-- START OF THE DATA --

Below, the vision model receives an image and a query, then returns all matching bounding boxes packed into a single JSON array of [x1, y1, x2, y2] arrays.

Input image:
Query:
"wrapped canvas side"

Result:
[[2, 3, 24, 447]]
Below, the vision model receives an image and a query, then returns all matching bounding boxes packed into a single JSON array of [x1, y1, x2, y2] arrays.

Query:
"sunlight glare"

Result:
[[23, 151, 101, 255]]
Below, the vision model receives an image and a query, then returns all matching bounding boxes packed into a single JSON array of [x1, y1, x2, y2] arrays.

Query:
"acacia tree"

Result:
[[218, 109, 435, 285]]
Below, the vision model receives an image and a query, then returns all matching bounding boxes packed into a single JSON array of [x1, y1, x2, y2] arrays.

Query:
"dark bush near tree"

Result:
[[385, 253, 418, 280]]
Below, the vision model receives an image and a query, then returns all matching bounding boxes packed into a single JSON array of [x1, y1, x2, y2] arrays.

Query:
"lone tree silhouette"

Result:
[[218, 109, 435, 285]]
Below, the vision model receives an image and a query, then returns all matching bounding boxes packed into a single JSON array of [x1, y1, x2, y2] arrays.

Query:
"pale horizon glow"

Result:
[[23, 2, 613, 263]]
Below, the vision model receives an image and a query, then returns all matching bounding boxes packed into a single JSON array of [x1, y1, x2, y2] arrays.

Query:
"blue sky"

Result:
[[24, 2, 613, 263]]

-- END OF THE DATA --
-- START OF THE DATA --

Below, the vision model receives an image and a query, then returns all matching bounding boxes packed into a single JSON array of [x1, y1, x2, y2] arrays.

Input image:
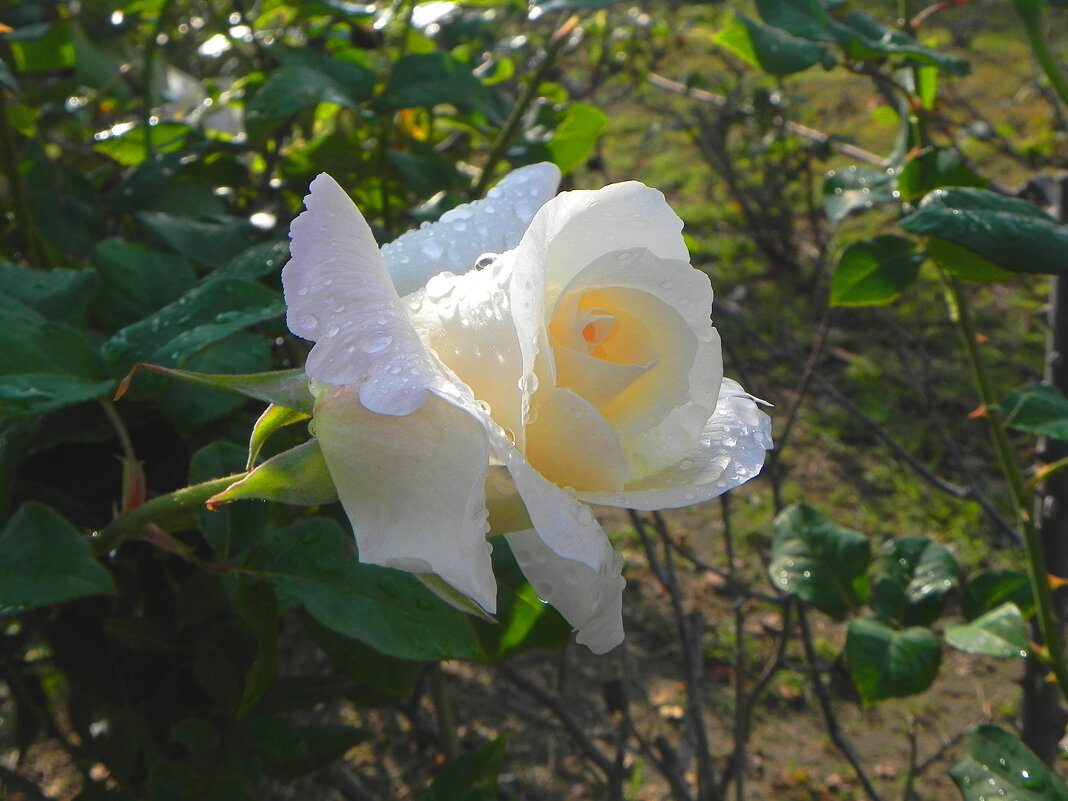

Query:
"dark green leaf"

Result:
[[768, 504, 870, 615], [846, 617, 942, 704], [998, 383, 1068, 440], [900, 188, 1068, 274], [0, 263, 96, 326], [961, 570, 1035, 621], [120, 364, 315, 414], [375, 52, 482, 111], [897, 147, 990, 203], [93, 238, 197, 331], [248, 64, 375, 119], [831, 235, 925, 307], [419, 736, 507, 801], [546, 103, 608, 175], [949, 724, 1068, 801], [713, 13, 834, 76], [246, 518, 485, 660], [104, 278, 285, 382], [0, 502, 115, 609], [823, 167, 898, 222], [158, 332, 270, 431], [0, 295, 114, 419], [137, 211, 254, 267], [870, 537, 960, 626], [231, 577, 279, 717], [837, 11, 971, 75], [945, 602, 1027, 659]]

-- END OF THE DATA --
-- START OF THE DATA --

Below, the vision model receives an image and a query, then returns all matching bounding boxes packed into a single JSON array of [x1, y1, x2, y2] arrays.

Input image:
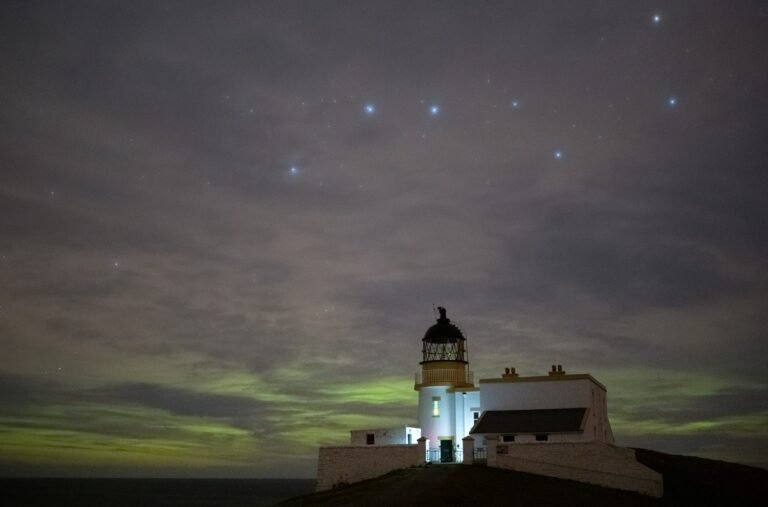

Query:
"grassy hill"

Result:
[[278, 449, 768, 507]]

-- END OF THE DATA --

### SET PROBLEM
Count the lines in the items that contain the string "tree", treating case as significant, and give only the number.

### EXERCISE RESULT
3